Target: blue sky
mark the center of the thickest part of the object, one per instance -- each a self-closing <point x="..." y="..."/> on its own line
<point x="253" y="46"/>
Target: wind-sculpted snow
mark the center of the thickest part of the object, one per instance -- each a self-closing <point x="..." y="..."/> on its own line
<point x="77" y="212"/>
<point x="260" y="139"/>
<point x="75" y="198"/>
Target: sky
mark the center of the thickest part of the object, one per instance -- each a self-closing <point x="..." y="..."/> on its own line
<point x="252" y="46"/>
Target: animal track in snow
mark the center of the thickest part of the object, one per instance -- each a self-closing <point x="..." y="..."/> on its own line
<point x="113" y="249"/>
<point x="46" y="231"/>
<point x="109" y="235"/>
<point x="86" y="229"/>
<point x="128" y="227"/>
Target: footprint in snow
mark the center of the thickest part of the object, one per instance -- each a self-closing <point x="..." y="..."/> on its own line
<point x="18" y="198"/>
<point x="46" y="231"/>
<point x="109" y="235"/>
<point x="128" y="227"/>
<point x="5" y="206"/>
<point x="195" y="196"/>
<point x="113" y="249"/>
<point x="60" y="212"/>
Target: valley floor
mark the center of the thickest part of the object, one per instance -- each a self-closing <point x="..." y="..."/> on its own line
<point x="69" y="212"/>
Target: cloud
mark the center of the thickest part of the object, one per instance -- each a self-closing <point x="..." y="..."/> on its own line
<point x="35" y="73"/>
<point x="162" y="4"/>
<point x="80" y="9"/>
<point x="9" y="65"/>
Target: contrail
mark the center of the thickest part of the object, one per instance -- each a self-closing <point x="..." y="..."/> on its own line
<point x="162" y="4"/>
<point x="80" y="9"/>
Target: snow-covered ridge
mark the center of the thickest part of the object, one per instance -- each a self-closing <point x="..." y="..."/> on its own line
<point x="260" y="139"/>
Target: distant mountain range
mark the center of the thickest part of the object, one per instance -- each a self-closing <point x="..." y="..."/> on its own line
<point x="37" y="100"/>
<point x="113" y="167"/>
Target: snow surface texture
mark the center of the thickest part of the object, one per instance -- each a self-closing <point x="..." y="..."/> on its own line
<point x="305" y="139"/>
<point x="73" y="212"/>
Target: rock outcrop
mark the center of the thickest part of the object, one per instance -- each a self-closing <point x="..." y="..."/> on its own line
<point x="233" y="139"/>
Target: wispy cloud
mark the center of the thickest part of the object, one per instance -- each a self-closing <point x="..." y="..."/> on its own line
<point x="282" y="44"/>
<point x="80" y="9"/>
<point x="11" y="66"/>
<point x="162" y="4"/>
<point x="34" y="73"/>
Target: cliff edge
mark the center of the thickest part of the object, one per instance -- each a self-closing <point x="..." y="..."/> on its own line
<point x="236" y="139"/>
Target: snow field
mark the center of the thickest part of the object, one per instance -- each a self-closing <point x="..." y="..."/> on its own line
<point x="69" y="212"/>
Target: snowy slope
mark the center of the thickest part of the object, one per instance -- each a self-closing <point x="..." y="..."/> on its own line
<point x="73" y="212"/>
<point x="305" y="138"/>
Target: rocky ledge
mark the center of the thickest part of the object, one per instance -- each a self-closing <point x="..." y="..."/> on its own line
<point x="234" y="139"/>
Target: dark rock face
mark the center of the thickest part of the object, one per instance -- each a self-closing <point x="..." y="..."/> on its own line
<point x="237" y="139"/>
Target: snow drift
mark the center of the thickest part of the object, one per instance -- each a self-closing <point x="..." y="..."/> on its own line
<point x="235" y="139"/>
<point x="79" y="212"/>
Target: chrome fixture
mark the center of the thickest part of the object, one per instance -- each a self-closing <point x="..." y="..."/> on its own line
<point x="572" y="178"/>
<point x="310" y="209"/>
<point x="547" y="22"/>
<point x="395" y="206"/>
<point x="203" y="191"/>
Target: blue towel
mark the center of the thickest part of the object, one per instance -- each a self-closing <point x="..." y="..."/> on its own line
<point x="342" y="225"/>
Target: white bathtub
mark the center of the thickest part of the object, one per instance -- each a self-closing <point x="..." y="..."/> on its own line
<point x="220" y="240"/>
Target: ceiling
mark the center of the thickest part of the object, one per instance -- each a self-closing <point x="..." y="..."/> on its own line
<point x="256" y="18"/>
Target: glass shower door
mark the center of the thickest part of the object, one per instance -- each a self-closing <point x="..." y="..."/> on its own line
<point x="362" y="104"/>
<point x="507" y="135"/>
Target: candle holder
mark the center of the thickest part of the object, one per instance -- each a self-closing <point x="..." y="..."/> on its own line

+ + + + + + +

Nothing outside this range should appear: the lines from the start of the listing through the line with "Target: cloud", each reproduced exactly, both ends included.

▸ Result for this task:
Target: blue sky
mark the center of the thickest part of the object, one per instance -- each a self-closing <point x="..." y="..."/> on its own line
<point x="253" y="46"/>
Target: wind-sculpted snow
mark the center of the thickest part of the object, one per instance -- each a self-closing <point x="..." y="..."/> on its own line
<point x="77" y="212"/>
<point x="260" y="139"/>
<point x="75" y="198"/>
Target: sky
mark the center of the thickest part of the object, one per instance -- each a self-closing <point x="..." y="..."/> on its own line
<point x="252" y="46"/>
Target: animal track in snow
mark the center of the thickest part of the object, one per instance -- each a self-closing <point x="..." y="..."/> on its own line
<point x="113" y="249"/>
<point x="46" y="231"/>
<point x="109" y="235"/>
<point x="86" y="229"/>
<point x="128" y="227"/>
Target: footprint in snow
mark the center of the thickest part of the object, one per instance -- each a self-closing <point x="..." y="..."/> on its own line
<point x="18" y="198"/>
<point x="46" y="231"/>
<point x="109" y="235"/>
<point x="128" y="227"/>
<point x="5" y="206"/>
<point x="195" y="196"/>
<point x="113" y="249"/>
<point x="60" y="212"/>
Target: valley floor
mark the center of the thickest part of the object, one per instance -- each a self-closing <point x="..." y="..."/> on its own line
<point x="69" y="212"/>
Target: cloud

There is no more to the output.